# GIVEN TASK A
Convert the rows from the line containing "For this drill the class indicates the eyeglasses" through the line containing "(1042, 454)", inclusive, into a JSON list of strings with one string per line and blank lines omitted.

# When can a puppy start agility?



## eiksaa (Jun 8, 2012)

The place where Gustave went for puppy class has agility classes and they looked like so much fun!! But I read somewhere puppies shouldn't do agility because their bones aren't strong enough. 

So, when can we start? He's 7mo and 5.5lbs. 


Sent from my iPhone using Petguide.com Free App


----------



## mysugarbears (Aug 13, 2007)

I'm not sure it would probably be best to ask the trainer. I love watching maltese in agility and i know Gustave would have a blast!


----------



## spookiesmom (Mar 28, 2010)

When I was teaching agility, we told people at least one year old. The jumps are hard on the growth plates, which aren't fully formed till then, or a bit later.

It is a ton of fun, I traveled with my Aussie all over. But it did mess with his spine and he retired himself.


----------



## CloudClan (Jan 31, 2007)

Some places have classes for puppies younger than a year where they learn the early stage stuff, but yes, you are supposed to wait until at least a year for them to do jumps and some of the obstacles.


----------



## eiksaa (Jun 8, 2012)

CloudClan said:


> Some places have classes for puppies younger than a year where they learn the early stage stuff, but yes, you are supposed to wait until at least a year for them to do jumps and some of the obstacles.


So this place does have puppy agility classes. I wasn't sure about it but I am inclined to try them out since you mentioned it. 

If I do, what is the stuff I should look out for? What height is OK for jumps? Which particular obstacles are bad? Any guidance would be very helpful. 


Sent from my iPhone using Petguide.com Free App


----------



## eiksaa (Jun 8, 2012)

spookiesmom said:


> When I was teaching agility, we told people at least one year old. The jumps are hard on the growth plates, which aren't fully formed till then, or a bit later.

Source records
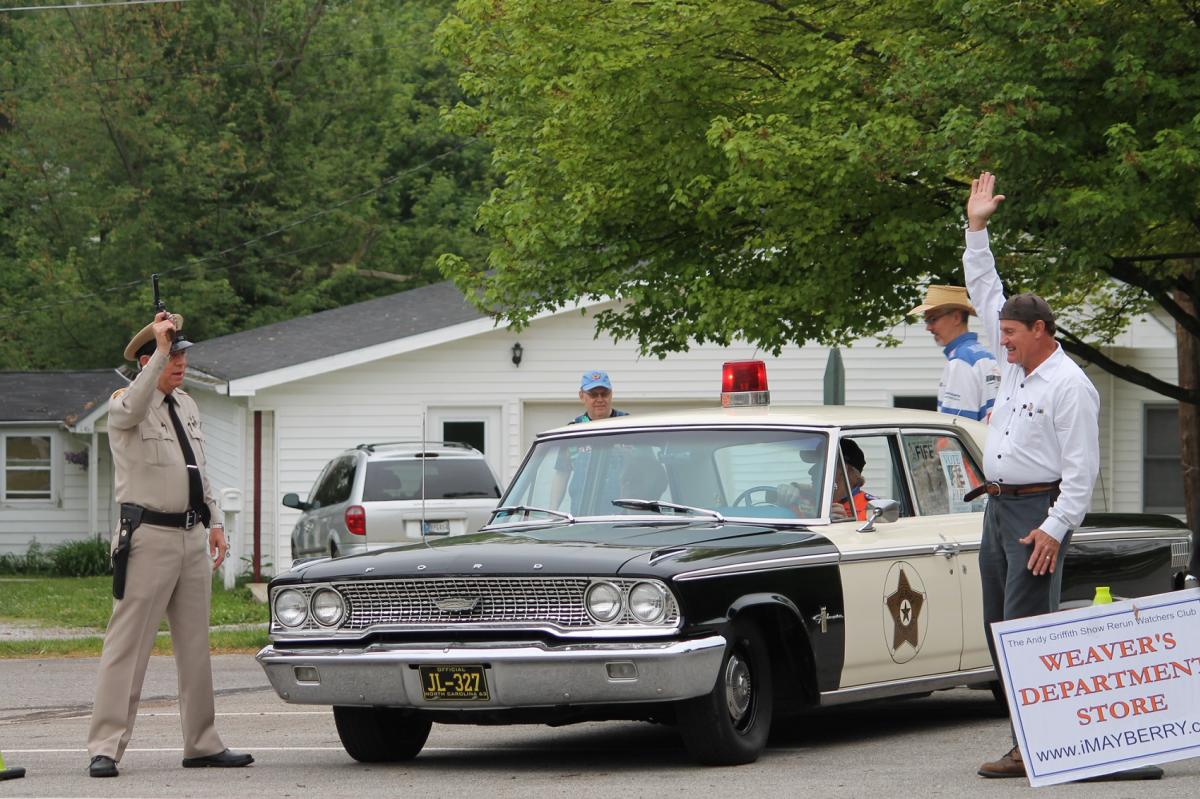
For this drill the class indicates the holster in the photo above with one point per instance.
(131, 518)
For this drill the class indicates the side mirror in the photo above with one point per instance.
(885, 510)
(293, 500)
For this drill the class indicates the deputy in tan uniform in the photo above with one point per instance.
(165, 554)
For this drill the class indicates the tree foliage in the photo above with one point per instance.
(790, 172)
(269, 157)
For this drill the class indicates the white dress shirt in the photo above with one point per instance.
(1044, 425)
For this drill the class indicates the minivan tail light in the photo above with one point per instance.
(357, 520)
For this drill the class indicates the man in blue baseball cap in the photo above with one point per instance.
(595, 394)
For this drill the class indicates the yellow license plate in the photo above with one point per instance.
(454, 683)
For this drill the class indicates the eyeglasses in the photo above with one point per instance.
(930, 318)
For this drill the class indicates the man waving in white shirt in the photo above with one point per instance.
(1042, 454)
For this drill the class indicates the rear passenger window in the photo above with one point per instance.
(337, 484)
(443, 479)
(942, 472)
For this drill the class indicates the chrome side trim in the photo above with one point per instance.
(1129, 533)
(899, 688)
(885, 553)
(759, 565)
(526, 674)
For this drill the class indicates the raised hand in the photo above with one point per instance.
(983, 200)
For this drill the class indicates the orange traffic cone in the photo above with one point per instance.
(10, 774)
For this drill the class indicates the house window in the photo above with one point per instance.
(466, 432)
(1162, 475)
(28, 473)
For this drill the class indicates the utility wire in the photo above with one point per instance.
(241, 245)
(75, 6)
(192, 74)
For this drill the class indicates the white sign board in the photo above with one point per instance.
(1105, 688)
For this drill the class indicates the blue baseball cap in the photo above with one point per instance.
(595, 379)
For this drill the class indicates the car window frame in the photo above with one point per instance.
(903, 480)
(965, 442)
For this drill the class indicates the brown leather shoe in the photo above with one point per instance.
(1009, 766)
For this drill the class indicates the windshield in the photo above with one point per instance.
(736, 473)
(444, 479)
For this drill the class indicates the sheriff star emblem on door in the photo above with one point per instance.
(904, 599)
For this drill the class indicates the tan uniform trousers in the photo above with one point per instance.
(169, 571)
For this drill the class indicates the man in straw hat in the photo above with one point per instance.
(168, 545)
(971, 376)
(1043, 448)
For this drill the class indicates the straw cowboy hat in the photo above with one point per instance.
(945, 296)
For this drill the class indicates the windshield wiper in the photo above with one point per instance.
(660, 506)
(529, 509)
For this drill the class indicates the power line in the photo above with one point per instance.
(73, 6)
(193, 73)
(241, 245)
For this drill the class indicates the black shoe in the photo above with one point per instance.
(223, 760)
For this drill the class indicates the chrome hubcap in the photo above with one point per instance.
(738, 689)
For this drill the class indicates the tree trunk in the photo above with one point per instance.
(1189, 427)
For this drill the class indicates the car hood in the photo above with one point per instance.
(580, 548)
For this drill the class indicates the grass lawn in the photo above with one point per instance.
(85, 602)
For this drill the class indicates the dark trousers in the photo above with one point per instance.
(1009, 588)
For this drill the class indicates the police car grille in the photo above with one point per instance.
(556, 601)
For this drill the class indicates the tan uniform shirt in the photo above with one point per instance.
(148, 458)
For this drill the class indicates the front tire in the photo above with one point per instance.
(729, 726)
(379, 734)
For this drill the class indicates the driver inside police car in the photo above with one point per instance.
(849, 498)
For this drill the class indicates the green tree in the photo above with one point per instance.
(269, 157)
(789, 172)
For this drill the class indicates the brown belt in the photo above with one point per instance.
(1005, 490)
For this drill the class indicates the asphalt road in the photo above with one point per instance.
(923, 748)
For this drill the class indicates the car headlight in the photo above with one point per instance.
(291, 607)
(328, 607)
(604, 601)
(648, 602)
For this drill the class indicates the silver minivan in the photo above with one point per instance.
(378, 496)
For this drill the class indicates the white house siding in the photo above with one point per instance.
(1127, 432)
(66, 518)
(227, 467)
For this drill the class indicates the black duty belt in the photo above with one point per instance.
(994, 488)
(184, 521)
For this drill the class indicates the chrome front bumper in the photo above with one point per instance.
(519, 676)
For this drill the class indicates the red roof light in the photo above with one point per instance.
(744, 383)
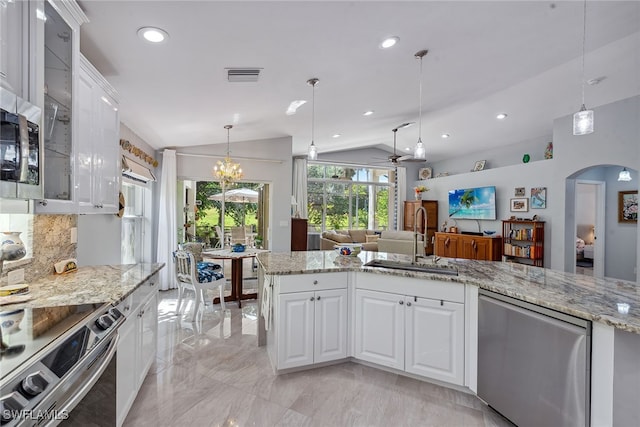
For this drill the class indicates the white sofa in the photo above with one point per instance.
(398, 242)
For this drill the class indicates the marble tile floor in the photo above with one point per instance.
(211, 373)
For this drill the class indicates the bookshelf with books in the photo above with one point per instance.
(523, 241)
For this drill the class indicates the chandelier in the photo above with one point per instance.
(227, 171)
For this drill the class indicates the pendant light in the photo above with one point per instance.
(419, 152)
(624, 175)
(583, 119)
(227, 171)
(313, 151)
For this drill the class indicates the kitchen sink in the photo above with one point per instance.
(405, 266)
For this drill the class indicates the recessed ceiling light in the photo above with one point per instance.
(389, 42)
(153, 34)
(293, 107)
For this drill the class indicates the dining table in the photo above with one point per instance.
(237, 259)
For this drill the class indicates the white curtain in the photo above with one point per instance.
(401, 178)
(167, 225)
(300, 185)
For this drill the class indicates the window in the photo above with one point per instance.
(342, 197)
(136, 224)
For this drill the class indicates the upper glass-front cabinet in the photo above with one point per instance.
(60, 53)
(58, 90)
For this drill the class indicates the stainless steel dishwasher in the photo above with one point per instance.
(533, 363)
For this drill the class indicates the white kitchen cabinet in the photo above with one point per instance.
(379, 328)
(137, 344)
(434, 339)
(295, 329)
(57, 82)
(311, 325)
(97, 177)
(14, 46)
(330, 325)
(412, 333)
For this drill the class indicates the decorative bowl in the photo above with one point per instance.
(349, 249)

# GIVEN TASK B
Carry on the forum thread about when a puppy can start agility from the point where it stops.

# EXPECTED ANSWER A
[
  "For this drill the class indicates the eyeglasses in the photo above with one point per instance.",
  "(930, 318)",
  "For this drill the class indicates the man waving in white shirt in the photo above with one point per instance.",
  "(1042, 454)"
]

# EXPECTED ANSWER B
> 
> It is a ton of fun, I traveled with my Aussie all over. But it did mess with his spine and he retired himself.


You taught agility??? That's super cool. 

Sorry to hear about your Aussie. Does this mean agility will cause health problems in most dogs?


Sent from my iPhone using Petguide.com Free App


----------



## eiksaa (Jun 8, 2012)

mysugarbears said:


> I'm not sure it would probably be best to ask the trainer. I love watching maltese in agility and i know Gustave would have a blast!


Trainer says he can do puppy agility, but I want to make sure. 

Gustave loves jumping through the hula hoop at home, I'm sure he will love this stuff. He jumps through, then comes running to me for treats. The hoop is touching the ground all the time, haha. 


Sent from my iPhone using Petguide.com Free App


----------



## CloudClan (Jan 31, 2007)

eiksaa said:


> So this place does have puppy agility classes. I wasn't sure about it but I am inclined to try them out since you mentioned it.
> 
> If I do, what is the stuff I should look out for? What height is OK for jumps? Which particular obstacles are bad? Any guidance would be very helpful.
> 
> ...


I honestly would keep the jumps to the floor until he is older. I would also be very careful about doing much on a full height dog-walk or teeter. Both can be very scary for small puppies.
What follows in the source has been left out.